> **REQUIRED WORK**
On how many lines of the data below does the word "fish" appear? Reply with the number only.

(Collected data entries)
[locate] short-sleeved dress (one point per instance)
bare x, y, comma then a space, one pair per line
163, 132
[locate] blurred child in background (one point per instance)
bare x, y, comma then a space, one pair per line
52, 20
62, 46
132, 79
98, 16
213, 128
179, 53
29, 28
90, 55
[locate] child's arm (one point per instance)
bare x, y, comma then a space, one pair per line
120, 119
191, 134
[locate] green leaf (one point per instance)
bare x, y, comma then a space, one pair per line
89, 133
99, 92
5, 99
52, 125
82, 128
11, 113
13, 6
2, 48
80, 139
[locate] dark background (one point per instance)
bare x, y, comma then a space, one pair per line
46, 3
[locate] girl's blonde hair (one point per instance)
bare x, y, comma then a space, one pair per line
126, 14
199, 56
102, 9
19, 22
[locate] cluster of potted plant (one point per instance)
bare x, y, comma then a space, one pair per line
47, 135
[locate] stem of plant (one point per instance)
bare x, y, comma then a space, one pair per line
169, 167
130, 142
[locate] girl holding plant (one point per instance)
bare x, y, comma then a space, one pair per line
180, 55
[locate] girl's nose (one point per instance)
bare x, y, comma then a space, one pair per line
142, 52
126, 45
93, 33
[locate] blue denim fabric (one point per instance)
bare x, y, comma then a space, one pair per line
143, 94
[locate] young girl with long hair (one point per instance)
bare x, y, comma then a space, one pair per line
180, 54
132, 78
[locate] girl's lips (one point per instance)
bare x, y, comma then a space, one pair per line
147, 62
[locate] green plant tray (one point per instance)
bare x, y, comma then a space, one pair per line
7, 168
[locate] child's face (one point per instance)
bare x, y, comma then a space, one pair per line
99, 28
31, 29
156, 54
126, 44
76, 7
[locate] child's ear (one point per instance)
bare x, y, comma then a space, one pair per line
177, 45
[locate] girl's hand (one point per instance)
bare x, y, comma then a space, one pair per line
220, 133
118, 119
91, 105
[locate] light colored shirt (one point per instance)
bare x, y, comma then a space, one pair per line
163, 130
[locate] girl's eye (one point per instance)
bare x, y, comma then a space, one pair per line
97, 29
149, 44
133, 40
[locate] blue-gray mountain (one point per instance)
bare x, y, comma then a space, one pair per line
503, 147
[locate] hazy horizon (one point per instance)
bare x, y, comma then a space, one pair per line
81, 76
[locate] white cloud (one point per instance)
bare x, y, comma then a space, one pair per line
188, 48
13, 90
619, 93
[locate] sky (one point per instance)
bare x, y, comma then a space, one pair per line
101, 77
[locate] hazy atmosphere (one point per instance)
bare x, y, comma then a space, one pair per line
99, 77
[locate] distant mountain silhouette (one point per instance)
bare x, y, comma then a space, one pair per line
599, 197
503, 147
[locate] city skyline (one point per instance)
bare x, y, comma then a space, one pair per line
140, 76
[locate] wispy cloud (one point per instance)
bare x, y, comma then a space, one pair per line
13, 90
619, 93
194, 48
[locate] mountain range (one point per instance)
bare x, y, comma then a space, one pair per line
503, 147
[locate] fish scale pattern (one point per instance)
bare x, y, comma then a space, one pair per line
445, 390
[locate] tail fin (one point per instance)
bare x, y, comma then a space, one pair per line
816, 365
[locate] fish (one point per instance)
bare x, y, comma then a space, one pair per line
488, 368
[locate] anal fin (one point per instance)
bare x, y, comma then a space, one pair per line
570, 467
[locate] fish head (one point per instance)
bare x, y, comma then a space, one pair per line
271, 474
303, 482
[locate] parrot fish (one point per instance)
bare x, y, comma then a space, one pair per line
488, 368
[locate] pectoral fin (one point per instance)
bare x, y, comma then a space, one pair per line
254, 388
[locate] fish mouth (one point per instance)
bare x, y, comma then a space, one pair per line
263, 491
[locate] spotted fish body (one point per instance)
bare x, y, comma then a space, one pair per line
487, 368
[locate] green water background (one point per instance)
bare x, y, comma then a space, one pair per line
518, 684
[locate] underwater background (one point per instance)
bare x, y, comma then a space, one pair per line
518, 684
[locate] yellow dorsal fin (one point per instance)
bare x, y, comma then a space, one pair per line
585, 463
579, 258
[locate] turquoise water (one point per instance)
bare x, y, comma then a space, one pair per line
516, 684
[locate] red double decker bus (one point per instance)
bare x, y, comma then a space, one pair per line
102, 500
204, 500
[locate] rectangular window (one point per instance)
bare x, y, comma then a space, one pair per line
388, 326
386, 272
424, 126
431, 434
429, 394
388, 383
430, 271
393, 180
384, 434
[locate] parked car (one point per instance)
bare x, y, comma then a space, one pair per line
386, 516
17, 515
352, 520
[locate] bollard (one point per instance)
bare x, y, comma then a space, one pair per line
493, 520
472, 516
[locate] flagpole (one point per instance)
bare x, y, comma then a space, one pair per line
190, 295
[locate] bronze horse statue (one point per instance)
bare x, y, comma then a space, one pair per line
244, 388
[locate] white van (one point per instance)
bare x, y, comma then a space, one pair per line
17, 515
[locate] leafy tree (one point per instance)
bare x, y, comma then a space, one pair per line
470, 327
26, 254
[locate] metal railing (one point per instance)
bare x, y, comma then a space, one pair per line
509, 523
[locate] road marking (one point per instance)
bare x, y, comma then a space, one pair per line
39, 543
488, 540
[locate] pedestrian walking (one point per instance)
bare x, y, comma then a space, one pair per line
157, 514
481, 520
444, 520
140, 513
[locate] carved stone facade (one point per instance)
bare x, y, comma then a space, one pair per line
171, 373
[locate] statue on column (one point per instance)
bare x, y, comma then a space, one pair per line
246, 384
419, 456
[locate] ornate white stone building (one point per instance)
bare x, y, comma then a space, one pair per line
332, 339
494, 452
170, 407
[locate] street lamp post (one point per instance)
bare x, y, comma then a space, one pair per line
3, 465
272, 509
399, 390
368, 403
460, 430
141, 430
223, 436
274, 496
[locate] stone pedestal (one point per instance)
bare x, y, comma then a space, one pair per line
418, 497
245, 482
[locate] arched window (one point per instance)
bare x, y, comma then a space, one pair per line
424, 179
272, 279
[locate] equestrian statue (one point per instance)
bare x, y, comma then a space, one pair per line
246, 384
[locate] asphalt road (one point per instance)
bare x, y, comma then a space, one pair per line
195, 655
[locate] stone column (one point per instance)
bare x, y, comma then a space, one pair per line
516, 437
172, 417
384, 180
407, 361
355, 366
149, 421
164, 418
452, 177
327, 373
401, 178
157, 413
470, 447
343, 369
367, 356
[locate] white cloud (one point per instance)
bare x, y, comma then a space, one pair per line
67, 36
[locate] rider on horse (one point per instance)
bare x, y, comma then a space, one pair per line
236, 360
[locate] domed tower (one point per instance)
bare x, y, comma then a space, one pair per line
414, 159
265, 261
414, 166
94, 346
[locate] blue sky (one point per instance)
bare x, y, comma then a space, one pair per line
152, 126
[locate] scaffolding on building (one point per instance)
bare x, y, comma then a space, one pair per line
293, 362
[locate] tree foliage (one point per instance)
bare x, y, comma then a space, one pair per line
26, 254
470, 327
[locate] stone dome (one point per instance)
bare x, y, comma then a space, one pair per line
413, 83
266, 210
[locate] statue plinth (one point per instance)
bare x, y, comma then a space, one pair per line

> **EXERCISE SOLUTION**
6